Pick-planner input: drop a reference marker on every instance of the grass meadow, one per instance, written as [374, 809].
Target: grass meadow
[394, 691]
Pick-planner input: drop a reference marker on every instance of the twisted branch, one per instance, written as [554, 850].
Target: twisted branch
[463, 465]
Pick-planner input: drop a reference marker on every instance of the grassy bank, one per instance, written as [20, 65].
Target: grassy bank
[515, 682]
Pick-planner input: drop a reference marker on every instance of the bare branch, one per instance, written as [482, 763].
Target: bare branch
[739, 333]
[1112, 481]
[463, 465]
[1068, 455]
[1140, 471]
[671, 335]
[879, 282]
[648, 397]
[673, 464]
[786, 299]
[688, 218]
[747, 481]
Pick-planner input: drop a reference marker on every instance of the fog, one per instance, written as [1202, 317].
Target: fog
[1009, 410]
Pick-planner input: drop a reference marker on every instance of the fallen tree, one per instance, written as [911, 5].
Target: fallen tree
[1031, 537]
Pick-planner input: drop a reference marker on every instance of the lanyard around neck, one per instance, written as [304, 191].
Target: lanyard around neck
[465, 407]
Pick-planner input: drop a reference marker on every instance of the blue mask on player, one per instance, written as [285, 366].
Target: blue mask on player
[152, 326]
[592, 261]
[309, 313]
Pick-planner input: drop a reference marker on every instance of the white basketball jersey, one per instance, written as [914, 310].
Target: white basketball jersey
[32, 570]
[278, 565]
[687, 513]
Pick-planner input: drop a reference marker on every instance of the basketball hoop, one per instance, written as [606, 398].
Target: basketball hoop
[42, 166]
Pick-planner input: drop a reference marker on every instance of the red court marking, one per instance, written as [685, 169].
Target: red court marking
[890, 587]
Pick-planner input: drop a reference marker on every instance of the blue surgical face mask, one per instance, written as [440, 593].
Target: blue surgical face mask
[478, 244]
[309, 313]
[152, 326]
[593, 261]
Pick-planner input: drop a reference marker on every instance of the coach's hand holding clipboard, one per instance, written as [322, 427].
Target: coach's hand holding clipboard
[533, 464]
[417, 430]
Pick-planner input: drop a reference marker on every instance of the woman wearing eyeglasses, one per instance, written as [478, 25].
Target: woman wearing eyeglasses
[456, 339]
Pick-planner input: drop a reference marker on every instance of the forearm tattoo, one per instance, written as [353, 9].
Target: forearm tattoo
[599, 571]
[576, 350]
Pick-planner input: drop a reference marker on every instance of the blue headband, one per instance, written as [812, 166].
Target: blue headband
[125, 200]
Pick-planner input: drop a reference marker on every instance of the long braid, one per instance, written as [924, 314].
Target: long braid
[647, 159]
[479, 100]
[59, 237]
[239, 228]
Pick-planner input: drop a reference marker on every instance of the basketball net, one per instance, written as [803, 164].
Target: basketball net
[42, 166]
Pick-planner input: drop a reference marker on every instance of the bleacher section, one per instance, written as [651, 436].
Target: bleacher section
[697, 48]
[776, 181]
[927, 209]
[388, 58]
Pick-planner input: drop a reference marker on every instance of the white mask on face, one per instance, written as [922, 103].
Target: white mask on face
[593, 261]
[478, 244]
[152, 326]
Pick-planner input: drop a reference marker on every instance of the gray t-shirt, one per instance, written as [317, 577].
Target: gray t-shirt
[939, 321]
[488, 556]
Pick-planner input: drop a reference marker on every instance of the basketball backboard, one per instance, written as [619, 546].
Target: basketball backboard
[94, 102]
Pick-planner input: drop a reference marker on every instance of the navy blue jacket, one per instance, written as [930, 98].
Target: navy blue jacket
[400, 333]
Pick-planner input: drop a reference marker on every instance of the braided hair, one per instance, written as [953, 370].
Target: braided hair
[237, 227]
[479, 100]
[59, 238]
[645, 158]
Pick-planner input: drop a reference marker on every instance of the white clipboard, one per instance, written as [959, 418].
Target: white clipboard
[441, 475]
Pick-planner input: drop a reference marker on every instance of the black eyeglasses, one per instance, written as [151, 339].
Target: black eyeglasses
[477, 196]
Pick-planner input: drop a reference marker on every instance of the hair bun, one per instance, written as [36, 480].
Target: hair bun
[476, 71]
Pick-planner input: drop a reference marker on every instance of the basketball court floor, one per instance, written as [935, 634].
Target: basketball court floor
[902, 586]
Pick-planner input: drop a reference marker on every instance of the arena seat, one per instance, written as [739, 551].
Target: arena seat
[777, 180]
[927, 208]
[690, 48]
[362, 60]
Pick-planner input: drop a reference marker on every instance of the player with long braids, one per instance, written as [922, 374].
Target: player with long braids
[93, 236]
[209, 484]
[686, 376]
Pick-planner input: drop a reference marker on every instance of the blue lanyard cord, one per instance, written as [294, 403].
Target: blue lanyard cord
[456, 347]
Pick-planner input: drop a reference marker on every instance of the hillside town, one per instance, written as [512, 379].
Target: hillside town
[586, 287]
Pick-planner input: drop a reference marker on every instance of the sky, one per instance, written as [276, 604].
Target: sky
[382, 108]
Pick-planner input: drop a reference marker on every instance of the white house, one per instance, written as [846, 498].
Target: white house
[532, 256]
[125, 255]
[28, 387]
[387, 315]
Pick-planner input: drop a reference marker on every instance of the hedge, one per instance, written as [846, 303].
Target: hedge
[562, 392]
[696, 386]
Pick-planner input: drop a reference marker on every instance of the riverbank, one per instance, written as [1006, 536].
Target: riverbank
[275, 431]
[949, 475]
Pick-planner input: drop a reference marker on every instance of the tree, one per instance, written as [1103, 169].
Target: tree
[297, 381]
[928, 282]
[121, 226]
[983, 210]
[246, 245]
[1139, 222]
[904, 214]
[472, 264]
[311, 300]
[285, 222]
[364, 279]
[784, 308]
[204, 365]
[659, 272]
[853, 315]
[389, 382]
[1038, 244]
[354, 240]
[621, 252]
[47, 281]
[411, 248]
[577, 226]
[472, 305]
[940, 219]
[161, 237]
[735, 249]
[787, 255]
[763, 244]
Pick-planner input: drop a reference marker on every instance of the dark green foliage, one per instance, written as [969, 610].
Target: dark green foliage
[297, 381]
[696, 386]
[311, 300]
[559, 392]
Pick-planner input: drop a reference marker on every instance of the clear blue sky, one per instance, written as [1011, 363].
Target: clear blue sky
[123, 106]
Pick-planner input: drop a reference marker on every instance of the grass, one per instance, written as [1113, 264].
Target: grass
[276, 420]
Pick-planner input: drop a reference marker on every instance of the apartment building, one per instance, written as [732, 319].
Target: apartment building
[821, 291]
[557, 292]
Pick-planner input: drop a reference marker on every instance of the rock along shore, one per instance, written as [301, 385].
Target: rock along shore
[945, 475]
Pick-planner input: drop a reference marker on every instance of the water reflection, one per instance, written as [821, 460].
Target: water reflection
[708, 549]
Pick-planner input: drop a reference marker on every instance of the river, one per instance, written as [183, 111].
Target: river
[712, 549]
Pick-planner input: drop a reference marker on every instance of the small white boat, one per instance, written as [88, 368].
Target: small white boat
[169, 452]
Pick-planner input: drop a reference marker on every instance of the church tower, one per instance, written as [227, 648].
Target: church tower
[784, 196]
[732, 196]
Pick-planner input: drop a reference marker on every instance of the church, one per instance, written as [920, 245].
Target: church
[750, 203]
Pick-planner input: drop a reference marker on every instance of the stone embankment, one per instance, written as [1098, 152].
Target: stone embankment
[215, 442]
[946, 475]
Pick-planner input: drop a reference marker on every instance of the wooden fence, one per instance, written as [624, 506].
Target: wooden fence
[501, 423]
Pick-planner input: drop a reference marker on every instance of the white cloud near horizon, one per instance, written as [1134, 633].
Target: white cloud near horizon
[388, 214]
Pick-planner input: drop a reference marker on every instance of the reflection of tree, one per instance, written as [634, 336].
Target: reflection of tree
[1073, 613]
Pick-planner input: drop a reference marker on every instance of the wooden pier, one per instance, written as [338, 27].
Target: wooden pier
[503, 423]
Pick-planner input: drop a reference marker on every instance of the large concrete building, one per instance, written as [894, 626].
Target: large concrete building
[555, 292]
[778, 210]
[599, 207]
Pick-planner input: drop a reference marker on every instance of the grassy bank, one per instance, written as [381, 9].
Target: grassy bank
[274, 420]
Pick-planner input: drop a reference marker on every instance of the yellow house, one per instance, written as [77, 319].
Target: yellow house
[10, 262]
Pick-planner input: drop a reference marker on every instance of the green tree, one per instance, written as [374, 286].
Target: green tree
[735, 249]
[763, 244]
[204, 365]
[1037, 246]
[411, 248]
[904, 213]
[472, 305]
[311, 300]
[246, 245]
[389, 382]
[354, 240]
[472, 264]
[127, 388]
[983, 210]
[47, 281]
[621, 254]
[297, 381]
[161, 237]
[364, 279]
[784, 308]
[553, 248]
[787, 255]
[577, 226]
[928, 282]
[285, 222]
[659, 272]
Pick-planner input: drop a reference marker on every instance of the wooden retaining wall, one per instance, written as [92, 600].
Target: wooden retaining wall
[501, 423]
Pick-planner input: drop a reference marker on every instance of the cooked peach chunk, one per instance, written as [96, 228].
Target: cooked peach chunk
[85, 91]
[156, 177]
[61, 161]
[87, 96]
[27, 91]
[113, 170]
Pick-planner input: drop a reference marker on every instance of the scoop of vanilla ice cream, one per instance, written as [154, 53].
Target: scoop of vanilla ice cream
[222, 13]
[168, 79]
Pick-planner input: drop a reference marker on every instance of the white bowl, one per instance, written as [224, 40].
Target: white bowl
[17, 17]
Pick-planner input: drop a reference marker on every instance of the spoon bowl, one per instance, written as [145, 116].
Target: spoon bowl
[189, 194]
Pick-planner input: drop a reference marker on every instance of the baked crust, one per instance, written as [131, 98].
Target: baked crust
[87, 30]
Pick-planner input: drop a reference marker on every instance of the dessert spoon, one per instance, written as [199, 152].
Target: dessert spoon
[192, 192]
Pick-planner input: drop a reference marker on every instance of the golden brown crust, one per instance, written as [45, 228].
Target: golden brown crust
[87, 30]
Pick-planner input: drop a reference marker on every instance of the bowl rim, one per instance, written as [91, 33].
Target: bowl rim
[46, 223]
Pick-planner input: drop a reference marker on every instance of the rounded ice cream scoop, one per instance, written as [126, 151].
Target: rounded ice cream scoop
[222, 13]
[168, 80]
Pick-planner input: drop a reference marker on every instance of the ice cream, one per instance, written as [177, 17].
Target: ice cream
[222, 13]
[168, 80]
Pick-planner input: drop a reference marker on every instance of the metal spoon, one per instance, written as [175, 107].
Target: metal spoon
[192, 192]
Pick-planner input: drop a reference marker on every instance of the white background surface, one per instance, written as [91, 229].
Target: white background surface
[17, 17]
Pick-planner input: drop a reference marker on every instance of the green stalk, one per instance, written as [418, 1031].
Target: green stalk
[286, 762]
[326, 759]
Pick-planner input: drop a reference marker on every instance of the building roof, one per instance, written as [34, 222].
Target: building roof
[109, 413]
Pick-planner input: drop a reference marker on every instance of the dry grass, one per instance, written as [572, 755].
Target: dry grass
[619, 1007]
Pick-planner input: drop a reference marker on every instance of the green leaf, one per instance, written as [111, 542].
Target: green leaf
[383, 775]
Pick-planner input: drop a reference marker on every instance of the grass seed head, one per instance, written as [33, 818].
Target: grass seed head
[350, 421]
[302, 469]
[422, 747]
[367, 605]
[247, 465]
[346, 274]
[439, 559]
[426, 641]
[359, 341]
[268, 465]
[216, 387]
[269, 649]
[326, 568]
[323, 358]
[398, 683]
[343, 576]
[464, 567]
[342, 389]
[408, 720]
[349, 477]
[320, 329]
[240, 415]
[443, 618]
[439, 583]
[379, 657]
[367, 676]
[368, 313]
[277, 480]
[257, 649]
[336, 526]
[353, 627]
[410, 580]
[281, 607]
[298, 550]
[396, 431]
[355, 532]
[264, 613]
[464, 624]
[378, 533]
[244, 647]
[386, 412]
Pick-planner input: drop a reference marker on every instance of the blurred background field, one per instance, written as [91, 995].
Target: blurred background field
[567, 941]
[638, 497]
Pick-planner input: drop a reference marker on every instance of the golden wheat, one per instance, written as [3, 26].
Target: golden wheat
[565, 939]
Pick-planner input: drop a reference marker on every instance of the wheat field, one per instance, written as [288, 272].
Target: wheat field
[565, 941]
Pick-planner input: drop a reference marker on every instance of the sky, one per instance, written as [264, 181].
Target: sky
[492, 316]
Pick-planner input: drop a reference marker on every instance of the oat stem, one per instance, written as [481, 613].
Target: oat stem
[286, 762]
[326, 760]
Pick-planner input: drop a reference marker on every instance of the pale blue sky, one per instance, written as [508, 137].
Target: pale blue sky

*****

■ Problem statement:
Starting at the line that contains "as [111, 542]." and ending at the last line of the records, write those lines out as a numbered list with blank lines left out.

■ Result of the task:
1. Pick-planner input: drop a reference marker on every instance of the green leaf, one per instance, written as [111, 542].
2. Target: green leaf
3. [383, 775]
4. Pick-planner input: drop a reference marker on every instance of the grass seed head, one per instance, written as [33, 818].
5. Target: grass seed head
6. [350, 421]
7. [302, 469]
8. [422, 747]
9. [367, 605]
10. [247, 465]
11. [346, 274]
12. [439, 559]
13. [426, 641]
14. [359, 341]
15. [268, 465]
16. [216, 387]
17. [269, 649]
18. [326, 568]
19. [323, 358]
20. [398, 683]
21. [343, 576]
22. [464, 567]
23. [342, 389]
24. [408, 720]
25. [349, 477]
26. [320, 329]
27. [240, 415]
28. [443, 618]
29. [439, 583]
30. [379, 657]
31. [367, 676]
32. [368, 313]
33. [277, 480]
34. [257, 649]
35. [336, 526]
36. [353, 627]
37. [410, 580]
38. [281, 607]
39. [298, 550]
40. [396, 431]
41. [355, 532]
42. [264, 613]
43. [464, 624]
44. [378, 533]
45. [244, 647]
46. [386, 412]
47. Pick-planner input: drop a reference marker on every instance of the blurred background field, one per instance, written as [91, 995].
48. Target: blurred background field
49. [567, 941]
50. [638, 497]
51. Pick-planner input: drop a reference marker on every instance of the golden wheat, one per instance, written as [3, 26].
52. Target: golden wheat
53. [565, 939]
54. Pick-planner input: drop a reference marker on every instance of the wheat field, one per instance, written as [288, 272].
55. Target: wheat field
56. [565, 941]
57. Pick-planner input: drop a reference marker on every instance of the sky, one per instance, written as [264, 181].
58. Target: sky
59. [492, 316]
60. Pick-planner input: drop a reference marker on every instance of the oat stem, one per instance, written as [481, 613].
61. Target: oat stem
62. [286, 762]
63. [326, 760]
64. Pick-planner input: drop a reference marker on every instance of the pale blue sky, one per instance, written as [508, 137].
65. Target: pale blue sky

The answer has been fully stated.